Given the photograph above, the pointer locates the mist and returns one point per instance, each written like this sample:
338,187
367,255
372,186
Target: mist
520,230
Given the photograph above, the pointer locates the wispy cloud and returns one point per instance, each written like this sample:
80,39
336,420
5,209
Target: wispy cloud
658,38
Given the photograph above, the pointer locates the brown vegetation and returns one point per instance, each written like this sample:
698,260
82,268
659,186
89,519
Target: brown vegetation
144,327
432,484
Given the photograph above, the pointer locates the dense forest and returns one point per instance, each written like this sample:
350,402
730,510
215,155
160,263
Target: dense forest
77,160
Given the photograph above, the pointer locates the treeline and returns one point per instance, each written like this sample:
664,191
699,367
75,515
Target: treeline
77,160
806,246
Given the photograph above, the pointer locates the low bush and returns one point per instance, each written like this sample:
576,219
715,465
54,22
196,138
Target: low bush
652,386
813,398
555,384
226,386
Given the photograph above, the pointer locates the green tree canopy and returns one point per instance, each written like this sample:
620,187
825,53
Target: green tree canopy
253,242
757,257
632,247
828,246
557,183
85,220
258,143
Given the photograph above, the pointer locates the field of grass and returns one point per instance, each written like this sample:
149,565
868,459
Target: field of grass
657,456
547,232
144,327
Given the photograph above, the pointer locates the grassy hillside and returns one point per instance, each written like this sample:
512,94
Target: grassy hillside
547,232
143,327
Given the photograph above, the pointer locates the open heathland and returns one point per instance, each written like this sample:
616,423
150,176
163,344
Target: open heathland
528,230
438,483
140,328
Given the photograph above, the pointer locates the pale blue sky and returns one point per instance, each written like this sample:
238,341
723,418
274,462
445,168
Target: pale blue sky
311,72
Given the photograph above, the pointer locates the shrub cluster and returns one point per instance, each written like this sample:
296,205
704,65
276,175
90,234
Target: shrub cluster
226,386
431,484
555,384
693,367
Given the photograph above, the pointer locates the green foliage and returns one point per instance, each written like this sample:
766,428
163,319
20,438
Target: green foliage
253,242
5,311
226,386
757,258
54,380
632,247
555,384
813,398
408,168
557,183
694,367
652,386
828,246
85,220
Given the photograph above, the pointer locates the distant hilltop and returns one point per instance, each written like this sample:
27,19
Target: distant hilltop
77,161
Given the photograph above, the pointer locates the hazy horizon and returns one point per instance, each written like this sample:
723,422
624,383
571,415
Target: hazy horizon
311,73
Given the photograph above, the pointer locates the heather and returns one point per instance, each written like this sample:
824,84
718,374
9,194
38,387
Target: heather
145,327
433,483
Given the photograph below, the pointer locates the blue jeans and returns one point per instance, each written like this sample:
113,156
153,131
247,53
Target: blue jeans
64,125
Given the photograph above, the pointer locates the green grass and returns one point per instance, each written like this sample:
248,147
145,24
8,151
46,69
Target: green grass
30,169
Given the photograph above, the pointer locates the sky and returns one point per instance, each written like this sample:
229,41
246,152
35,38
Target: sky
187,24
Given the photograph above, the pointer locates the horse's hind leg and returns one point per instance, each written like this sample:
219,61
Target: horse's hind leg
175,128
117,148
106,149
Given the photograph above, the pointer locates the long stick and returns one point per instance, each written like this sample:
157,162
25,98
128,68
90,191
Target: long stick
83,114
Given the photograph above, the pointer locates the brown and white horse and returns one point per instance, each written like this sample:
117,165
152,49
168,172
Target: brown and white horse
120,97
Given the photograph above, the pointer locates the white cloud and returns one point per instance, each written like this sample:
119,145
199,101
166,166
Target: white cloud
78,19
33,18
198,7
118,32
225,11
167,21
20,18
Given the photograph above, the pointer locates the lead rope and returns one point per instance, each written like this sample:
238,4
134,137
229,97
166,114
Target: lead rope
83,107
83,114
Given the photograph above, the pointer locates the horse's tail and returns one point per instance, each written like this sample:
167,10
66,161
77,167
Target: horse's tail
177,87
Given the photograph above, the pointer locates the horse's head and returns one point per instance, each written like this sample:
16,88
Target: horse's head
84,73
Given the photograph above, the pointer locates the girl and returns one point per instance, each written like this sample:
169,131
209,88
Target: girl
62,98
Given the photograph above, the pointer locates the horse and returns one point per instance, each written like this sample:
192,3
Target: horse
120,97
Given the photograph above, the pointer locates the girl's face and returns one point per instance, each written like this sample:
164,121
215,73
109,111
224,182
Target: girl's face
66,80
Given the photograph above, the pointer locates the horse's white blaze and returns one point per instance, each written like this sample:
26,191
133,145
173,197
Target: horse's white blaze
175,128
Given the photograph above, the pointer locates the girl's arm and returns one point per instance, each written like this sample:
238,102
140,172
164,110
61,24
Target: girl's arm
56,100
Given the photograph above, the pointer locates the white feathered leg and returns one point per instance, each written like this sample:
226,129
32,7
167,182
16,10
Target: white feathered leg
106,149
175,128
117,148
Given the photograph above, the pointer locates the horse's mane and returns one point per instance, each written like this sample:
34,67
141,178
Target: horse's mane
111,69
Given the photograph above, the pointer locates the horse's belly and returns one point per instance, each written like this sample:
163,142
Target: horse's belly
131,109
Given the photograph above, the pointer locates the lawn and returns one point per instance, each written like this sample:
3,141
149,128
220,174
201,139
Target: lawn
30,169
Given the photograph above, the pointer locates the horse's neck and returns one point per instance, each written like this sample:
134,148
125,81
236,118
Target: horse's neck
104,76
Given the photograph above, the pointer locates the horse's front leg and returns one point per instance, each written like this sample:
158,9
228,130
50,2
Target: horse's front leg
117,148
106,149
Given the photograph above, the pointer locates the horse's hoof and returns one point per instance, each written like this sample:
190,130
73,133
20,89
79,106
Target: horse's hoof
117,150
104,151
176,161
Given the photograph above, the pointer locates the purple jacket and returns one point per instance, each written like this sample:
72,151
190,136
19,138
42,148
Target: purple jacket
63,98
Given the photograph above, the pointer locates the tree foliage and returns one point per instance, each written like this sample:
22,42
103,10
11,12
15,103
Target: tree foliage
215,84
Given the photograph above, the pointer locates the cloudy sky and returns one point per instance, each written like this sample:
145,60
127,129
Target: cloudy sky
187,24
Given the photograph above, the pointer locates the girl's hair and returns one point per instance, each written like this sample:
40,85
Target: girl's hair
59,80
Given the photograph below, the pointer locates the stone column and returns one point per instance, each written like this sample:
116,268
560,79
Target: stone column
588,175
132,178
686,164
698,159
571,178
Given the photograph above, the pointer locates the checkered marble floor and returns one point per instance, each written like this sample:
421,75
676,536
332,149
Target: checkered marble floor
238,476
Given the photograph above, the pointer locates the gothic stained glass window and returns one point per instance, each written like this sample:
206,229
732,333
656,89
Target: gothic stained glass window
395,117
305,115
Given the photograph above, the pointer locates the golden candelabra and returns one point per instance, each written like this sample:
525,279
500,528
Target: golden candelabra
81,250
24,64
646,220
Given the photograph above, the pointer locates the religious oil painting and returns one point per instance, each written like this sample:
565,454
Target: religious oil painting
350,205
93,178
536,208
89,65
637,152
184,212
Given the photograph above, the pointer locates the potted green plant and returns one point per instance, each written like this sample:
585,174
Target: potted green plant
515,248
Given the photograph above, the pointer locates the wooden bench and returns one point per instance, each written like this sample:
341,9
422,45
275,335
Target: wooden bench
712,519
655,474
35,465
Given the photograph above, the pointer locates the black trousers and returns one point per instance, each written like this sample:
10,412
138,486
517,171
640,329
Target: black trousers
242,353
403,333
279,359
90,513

+ + +

=== OBJECTIVE ===
Word for word, write out the data.

=== SOLUTION TO THE PROBLEM ===
Given the photograph above, the pointer locates the mist and returns one point per instance, each written like this sample:
338,187
367,255
372,186
Target: mist
520,230
Given the photograph above, the pointer locates the wispy cloud and returns one point per instance, each written like this sample:
80,39
336,420
5,209
Target: wispy cloud
658,38
Given the photograph above, the pointer locates the brown vegetation and returns one point per instance, each written like this sample:
698,260
82,268
659,186
89,519
Target: brown vegetation
144,327
432,484
Given the photograph above, the pointer locates the dense forest and returns one point per instance, each written like this sample:
350,402
730,510
215,155
160,263
Target: dense forest
77,160
Given the photograph above, the pointer locates the treeline and returns one point per instance, each written like this sample:
664,191
699,367
75,515
Target: treeline
77,160
806,246
Given the photograph above, the pointer locates the low bush and returns one point per instance, each written like this sample:
576,219
715,465
54,22
196,138
Target: low bush
652,386
813,398
555,384
226,386
Given the photograph above, the pointer locates the green tree canopy and returns one point per instance, each written like this sample:
620,187
825,53
Target: green tree canopy
253,242
757,257
632,247
828,246
557,183
85,220
258,143
Given the photograph above, the pointer locates the field of grass and returns one point per instance, each written like this sample:
149,565
868,459
Target: field of grass
657,456
547,232
144,327
Given the photograph above, the pointer locates the grassy hillside and returns one point per instance, each written like this sample:
512,94
Target: grassy hillside
547,232
143,327
Given the photograph above, the pointer locates the open heathland and returns one point per instance, each written like this sample:
616,423
150,176
163,344
Target: open heathland
528,230
438,483
140,328
Given the photograph above, the pointer locates the pale blue sky and returns one point per instance, each written like this sample:
238,341
723,418
274,462
445,168
Target: pale blue sky
311,72
Given the photograph above, the pointer locates the shrub cluster and returns one point per instance, each written like this sample:
296,205
704,65
276,175
90,234
Target: shrub cluster
226,386
431,484
555,384
693,367
Given the photograph above, the pointer locates the green foliage and returns one point per instance, each written like this sample:
766,428
163,319
20,438
Target: green foliage
253,242
5,311
226,386
757,258
54,380
632,247
555,384
813,398
408,168
557,183
694,367
652,386
828,246
85,220
Given the photograph above, the pointer locates the distant hilltop and returns one point per instance, each written like this sample:
27,19
Target: distant hilltop
77,161
Given the photograph above, the pointer locates the hazy horizon and returns one point per instance, each written like this sample:
723,422
624,383
571,415
Target: hazy horizon
311,73
Given the photograph above, the pointer locates the heather and returns one point per instance, each written like this sample:
824,84
718,374
9,194
38,387
Target: heather
145,327
433,483
Given the photograph below, the pointer locates the blue jeans and returns one point per instance, each written like this sample:
113,156
153,131
247,53
Target: blue jeans
64,125
Given the photograph above, the pointer locates the green grass and returns one point per instance, each written like this sample:
248,147
145,24
8,151
46,69
Target: green grass
30,169
Given the photograph above, the pointer locates the sky and returns one point per instance, each written like this sample:
229,41
246,152
35,38
Target: sky
187,24
Given the photograph above, the pointer locates the horse's hind leg and returns one point per instance, each written like this sample:
219,61
Target: horse's hind leg
175,128
117,148
106,149
Given the photograph above, the pointer locates the long stick and returns one point per instance, each written like this sample:
157,162
25,98
128,68
90,191
Target: long stick
83,114
Given the photograph above, the pointer locates the brown and white horse and returns one point per instance, each written like this sample:
117,165
152,49
168,172
Target: brown and white horse
120,97
Given the photograph above, the pointer locates the white cloud and returns one point per instance, each written like this sample:
119,145
199,101
166,166
Target: white cloud
78,19
33,18
198,7
118,32
225,11
167,21
20,18
Given the photograph above, the pointer locates the lead rope and returns one point per instance, each written like this sample:
238,4
134,137
229,97
166,114
Target: lead rope
83,107
83,114
Given the photograph above, the pointer locates the horse's tail and returns one point per instance, each written like this sample:
167,10
66,161
77,167
Target: horse's tail
177,87
Given the photograph above, the pointer locates the horse's head and returns one point per instance, each written like this sample:
16,88
Target: horse's head
84,73
Given the photograph above, the pointer locates the girl and returns one point per instance, each written like this sample:
169,131
209,88
Target: girl
62,98
Given the photograph above, the pointer locates the horse and returns one point per instance, each written like this sample:
192,3
Target: horse
120,97
Given the photograph above, the pointer locates the girl's face and returns one point per instance, each written like this sample:
164,121
215,73
109,111
224,182
Target: girl's face
66,80
Given the photograph above, the pointer locates the horse's white blaze and returns one point per instance, each written like this sample:
26,191
133,145
173,197
Target: horse's white blaze
175,128
Given the photograph above, the pointer locates the girl's arm and returns one point per instance, each written like this sample:
238,102
140,172
164,110
61,24
Target: girl's arm
56,100
Given the photograph above, the pointer locates the white feathered leg and returns one point per instance, each written like this sample:
226,129
32,7
167,182
16,10
Target: white feathered leg
106,149
175,128
117,148
Given the photograph above, the pointer locates the horse's mane and returns one point per instance, each written like this sample:
34,67
141,178
Target: horse's mane
111,69
Given the photograph above, the pointer locates the horse's belly and returns one point per instance, each written like this sample:
163,142
Target: horse's belly
131,109
Given the photograph above, the pointer locates the lawn and returns one point per instance, each written like this sample:
3,141
149,128
220,174
201,139
Target: lawn
30,169
Given the photograph above, the pointer locates the horse's neck and returns one point per instance, each written like this sample:
134,148
125,81
236,118
Target: horse's neck
104,76
Given the photograph above, the pointer locates the horse's front leg and returns one point per instance, each written like this sample:
158,9
228,130
50,2
Target: horse's front leg
117,148
106,149
Given the photograph above, the pointer locates the horse's hoof and returns one point per instance, each written like this sample:
190,130
73,133
20,89
79,106
Target: horse's hoof
117,150
104,151
176,161
Given the photograph above, the pointer locates the purple jacket and returns one point per instance, each written like this sample:
72,151
190,136
19,138
42,148
Target: purple jacket
63,98
Given the photograph above, the pointer locates the tree foliage and returns one point per instance, each written like this sample:
22,42
103,10
11,12
15,103
Target: tree foliage
215,84
Given the photograph above, the pointer locates the cloudy sky and returns one point per instance, each written like this sample:
145,60
127,129
Target: cloudy sky
187,24
Given the photograph above, the pointer locates the girl's hair and returns one point per instance, each written like this sample:
40,85
Target: girl's hair
59,80
Given the photograph below, the pointer locates the stone column and returns one point per instance, each written like this sample:
116,268
560,79
Target: stone column
588,175
132,178
686,164
698,159
571,178
Given the photograph above, the pointer locates the checkered marble floor and returns one point per instance, each written like this sample:
421,75
676,536
332,149
Target: checkered marble floor
238,476
Given the photograph above, the pointer locates the gothic stained glass window and returns one point per instance, each written like this sample:
206,229
732,333
656,89
Target: gothic stained glass window
395,117
305,115
Given the photograph above, the pointer locates the golden candelabra and returns one point per instance, each written like this sample:
525,279
500,528
Target: golden candelabra
81,250
24,64
646,220
Given the photograph above, the pointer locates the religious oil painting and returns one point per instance, each written like this sample:
565,454
Target: religious oil painting
350,205
93,178
536,208
89,65
637,152
184,212
Given the photograph above, the pointer locates the potted green plant and returns one point per instance, each written like this sample:
585,174
Target: potted green plant
515,248
Given the photograph above, the pointer locates the wooden bench and returns one point per instance, each written like this sample:
341,9
422,45
275,335
Target: wooden bench
712,519
655,474
35,465
Given the photograph above, the pointer locates the black trousers and returns one point per instance, each written like this sample:
10,412
138,486
517,171
640,329
Target: black trousers
242,353
403,333
279,359
90,513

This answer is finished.